=== Assignment ===
Take the line containing "[locate] woman's neck" as the first and the last line of the records below as the end, and please set down only what lies between them exactly, both ends included.

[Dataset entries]
== Segment start ==
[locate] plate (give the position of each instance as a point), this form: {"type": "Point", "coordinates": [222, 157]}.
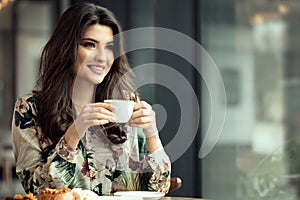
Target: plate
{"type": "Point", "coordinates": [140, 195]}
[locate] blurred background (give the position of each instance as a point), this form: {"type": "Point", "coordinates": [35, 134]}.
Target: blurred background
{"type": "Point", "coordinates": [254, 44]}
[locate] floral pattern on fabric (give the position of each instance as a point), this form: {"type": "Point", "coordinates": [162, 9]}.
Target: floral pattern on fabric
{"type": "Point", "coordinates": [101, 167]}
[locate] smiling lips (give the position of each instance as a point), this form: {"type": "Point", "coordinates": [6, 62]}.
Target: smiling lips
{"type": "Point", "coordinates": [97, 69]}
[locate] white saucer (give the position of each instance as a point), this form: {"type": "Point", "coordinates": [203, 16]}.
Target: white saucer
{"type": "Point", "coordinates": [140, 195]}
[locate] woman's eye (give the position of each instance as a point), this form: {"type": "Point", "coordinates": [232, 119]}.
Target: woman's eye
{"type": "Point", "coordinates": [89, 44]}
{"type": "Point", "coordinates": [109, 47]}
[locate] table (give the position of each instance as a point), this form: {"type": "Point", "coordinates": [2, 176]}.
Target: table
{"type": "Point", "coordinates": [180, 198]}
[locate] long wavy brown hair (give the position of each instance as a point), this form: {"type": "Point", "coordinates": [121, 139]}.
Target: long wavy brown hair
{"type": "Point", "coordinates": [55, 85]}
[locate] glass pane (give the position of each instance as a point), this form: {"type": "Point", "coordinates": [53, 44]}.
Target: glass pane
{"type": "Point", "coordinates": [255, 46]}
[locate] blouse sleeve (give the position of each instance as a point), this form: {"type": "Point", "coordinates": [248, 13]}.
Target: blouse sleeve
{"type": "Point", "coordinates": [28, 143]}
{"type": "Point", "coordinates": [158, 163]}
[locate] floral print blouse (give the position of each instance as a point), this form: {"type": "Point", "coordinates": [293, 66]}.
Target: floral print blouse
{"type": "Point", "coordinates": [96, 164]}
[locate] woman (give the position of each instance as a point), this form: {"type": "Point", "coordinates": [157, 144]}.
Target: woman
{"type": "Point", "coordinates": [64, 135]}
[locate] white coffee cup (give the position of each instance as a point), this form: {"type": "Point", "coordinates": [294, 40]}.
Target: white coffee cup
{"type": "Point", "coordinates": [122, 109]}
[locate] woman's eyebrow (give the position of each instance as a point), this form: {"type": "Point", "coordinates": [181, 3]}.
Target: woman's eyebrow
{"type": "Point", "coordinates": [96, 41]}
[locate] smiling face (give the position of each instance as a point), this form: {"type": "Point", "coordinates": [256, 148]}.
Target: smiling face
{"type": "Point", "coordinates": [95, 54]}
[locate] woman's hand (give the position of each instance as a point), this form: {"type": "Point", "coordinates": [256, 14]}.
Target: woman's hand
{"type": "Point", "coordinates": [144, 117]}
{"type": "Point", "coordinates": [92, 114]}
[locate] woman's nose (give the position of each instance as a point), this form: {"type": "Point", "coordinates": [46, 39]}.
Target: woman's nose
{"type": "Point", "coordinates": [100, 54]}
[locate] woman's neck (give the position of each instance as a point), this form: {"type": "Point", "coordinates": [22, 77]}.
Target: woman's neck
== Segment end ==
=== Problem solution ===
[locate] woman's neck (give the position of each instance as a point), this form: {"type": "Point", "coordinates": [22, 77]}.
Target: woman's neck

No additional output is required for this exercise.